[PROBLEM DETAILS] Render every line of the records below as a JSON list of strings, one string per line, omitting blank lines.

___ DATA EXCERPTS

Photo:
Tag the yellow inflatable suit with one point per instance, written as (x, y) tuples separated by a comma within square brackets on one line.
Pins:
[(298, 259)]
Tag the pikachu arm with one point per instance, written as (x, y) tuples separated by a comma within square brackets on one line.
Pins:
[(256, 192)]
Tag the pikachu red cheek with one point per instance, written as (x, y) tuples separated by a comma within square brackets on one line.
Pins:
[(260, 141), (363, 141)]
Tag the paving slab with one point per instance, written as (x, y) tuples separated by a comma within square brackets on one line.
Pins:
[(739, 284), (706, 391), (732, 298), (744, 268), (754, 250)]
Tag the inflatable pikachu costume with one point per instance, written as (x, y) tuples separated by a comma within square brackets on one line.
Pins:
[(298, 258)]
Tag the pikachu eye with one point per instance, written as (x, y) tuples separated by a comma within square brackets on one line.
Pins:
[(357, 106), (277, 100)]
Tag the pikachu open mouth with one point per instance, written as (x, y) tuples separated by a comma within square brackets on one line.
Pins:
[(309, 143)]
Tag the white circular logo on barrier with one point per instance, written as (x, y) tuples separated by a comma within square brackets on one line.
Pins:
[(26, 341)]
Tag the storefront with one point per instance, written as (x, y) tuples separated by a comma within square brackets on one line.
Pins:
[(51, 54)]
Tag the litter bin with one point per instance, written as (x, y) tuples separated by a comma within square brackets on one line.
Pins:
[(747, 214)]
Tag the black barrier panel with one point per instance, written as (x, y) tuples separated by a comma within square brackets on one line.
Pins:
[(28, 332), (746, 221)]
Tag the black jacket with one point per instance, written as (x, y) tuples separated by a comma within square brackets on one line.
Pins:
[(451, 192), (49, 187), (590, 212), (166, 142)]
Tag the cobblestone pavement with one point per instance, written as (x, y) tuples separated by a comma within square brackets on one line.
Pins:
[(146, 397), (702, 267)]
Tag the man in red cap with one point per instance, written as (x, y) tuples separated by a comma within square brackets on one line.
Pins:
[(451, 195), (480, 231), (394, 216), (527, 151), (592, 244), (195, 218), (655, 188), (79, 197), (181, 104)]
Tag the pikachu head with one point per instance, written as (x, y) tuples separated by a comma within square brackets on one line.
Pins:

______

[CORRECT RESULT]
[
  "Photo:",
  "Tag the yellow inflatable suit with one point per instance, written as (x, y) tuples separated by a comma within square brackets on one line.",
  "Pins:",
  "[(298, 259)]",
  "Tag the pikachu arm with one point per instance, written as (x, y) tuples separated by a comma within square brackets on one line.",
  "Pins:",
  "[(256, 192)]",
  "Tag the pikachu red cheek with one point per instance, written as (x, y) tuples separated by a comma within square brackets on one line.",
  "Pins:",
  "[(260, 141), (363, 141)]",
  "Tag the paving slab with one point per instance, written as (x, y) tuples separated by a comma within square brackets on one line.",
  "Pins:",
  "[(739, 284), (706, 391), (732, 298), (744, 268), (754, 250)]",
  "Tag the inflatable pikachu costume with one point per instance, written as (x, y) tuples separated by a comma within square brackets on one line.",
  "Pins:",
  "[(298, 258)]",
  "Tag the pikachu eye with one point per instance, written as (x, y) tuples separated by a comma within square brackets on one line.",
  "Pins:",
  "[(357, 106), (277, 100)]",
  "Tag the pikachu open mouth with one point per instance, written as (x, y) tuples separated by a comma within square brackets on one line.",
  "Pins:",
  "[(309, 143)]",
  "Tag the white circular logo on barrier with one point per instance, written as (x, y) tuples separated by a comma within square brackets on one line.",
  "Pins:",
  "[(26, 341)]",
  "Tag the storefront with one point per instance, written as (x, y) tuples separated by a comma within square brackets on one line.",
  "Pins:",
  "[(51, 54)]",
  "Tag the litter bin with one point per instance, written as (x, y) tuples separated by a comma within square brackets on one line.",
  "Pins:",
  "[(747, 214)]",
  "Tag the black barrier panel with one point per instance, written as (x, y) tuples separated by a comma within square brackets on one line.",
  "Pins:",
  "[(28, 332), (746, 221)]",
  "Tag the black jacket with one point per instance, written as (x, y) tuples separated by a comma within square brackets on one line.",
  "Pins:",
  "[(451, 192), (49, 187), (590, 212), (166, 142)]",
  "Tag the cobblestone pavement with one point per instance, written as (x, y) tuples separated by a comma within square brackets on one line.",
  "Pins:",
  "[(146, 397), (702, 267)]",
  "Tag the man in red cap with one point per instance, written as (x, y) tuples separated by a comma within square brackets on one line.",
  "Pins:",
  "[(451, 195), (480, 231), (394, 216), (527, 151), (592, 244), (195, 218), (655, 188), (79, 197), (181, 104)]",
  "Tag the pikachu head with one point per instance, written as (x, y) tuples separated by a comma within square brackets on one line.",
  "Pins:"
]